## [SUPPLIED TEXT]
==============================

I never sussed out exactly why the adjustment was so awkward, but put it down to the relatively crude method and/or indifferent finish of the block inside the tail-stock. Chief suspect in my case was the uneven surface of the block causing the tail-stock to tilt. I never found out because after a wasted afternoon I suddenly got it right. There may be a knack to it, because thereafter I was always able to re-align the tail-stock fairly quickly - no more than 5 or 6 attempts taking about 10 minutes. Practice makes perfect, or possibly continued adjustment flattened a bump! .
Perhaps your easy adjustment of the tail-stock left the thing wonky and it's worth having another go?
|Pete Rimmer||11/05/2019 19:46:53|
|564 forum posts|
I agree with Martin check first that the headstock has no nod and do the same for the tailstock ram. If both the headstock spindle and tailstock ram prove to be parallel to the bed (and each other) then either shim the headstock or scrape the tailstock. 8 thou is a lot to scrape but not so bad on a small area like that. You could mill most of it and scrape the rest.

==============================

## [SHORT PROBLEM 1]
Reproduce the tail-stock discussion in full, word for word.
The tail-stock discussion and the listing are separate, unrelated materials.

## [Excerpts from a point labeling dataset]
==============================

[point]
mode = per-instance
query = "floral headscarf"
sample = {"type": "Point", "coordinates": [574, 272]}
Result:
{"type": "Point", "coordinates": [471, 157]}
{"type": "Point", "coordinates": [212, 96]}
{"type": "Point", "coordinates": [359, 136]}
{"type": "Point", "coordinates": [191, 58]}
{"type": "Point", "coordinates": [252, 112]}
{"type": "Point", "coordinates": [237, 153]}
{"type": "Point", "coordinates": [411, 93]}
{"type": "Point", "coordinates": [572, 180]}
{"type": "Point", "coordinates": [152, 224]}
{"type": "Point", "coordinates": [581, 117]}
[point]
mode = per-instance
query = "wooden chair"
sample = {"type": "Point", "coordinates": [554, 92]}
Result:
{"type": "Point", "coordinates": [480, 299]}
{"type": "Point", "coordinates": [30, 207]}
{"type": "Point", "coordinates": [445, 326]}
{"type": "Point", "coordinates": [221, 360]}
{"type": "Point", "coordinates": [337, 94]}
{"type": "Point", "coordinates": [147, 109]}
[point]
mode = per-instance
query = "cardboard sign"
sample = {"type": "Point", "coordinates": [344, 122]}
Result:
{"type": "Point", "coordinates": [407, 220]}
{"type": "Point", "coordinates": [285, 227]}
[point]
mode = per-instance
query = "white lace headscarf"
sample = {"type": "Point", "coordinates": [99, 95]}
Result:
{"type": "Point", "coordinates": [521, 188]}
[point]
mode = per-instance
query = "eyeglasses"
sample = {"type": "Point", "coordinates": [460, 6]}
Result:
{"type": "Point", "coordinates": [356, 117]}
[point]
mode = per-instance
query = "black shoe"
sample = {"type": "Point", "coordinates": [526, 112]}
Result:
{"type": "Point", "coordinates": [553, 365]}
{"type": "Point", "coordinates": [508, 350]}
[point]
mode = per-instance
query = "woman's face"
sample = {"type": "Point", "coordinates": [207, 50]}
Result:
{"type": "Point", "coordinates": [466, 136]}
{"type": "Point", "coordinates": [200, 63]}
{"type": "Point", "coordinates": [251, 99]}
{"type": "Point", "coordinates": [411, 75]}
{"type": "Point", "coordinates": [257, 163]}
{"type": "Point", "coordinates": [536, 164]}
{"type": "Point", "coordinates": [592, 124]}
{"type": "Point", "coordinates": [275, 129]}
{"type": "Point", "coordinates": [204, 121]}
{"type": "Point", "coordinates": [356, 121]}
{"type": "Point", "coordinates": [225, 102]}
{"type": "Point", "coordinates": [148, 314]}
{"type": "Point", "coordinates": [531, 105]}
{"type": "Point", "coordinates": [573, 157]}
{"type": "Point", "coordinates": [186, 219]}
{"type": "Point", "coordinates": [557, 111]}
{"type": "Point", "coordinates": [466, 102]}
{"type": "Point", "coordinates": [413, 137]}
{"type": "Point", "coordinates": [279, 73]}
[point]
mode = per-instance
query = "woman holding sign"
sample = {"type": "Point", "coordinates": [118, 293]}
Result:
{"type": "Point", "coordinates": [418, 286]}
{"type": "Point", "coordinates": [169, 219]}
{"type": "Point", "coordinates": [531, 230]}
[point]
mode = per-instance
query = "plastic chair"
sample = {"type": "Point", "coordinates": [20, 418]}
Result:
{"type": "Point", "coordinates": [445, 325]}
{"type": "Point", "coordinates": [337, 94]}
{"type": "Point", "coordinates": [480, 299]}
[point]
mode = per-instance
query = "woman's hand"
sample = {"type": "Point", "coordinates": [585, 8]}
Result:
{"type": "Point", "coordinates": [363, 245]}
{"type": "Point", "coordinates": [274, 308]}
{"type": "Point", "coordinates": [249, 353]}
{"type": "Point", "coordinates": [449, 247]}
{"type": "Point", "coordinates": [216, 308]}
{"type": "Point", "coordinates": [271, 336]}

==============================

## [SHORT PROBLEM 2]
List each line of the listing that contains the string "chair". Treat the match as case-sensitive.

## [WORKED SOLUTION 1]
I never sussed out exactly why the adjustment was so awkward, but put it down to the relatively crude method and/or indifferent finish of the block inside the tail-stock. Chief suspect in my case was the uneven surface of the block causing the tail-stock to tilt. I never found out because after a wasted afternoon I suddenly got it right. There may be a knack to it, because thereafter I was always able to re-align the tail-stock fairly quickly - no more than 5 or 6 attempts taking about 10 minutes. Practice makes perfect, or possibly continued adjustment flattened a bump! .
Perhaps your easy adjustment of the tail-stock left the thing wonky and it's worth having another go?
|Pete Rimmer||11/05/2019 19:46:53|
|564 forum posts|
I agree with Martin check first that the headstock has no nod and do the same for the tailstock ram. If both the headstock spindle and tailstock ram prove to be parallel to the bed (and each other) then either shim the headstock or scrape the tailstock. 8 thou is a lot to scrape but not so bad on a small area like that. You could mill most of it and scrape the rest.

## [WORKED SOLUTION 2]
query = "wooden chair"
query = "plastic chair"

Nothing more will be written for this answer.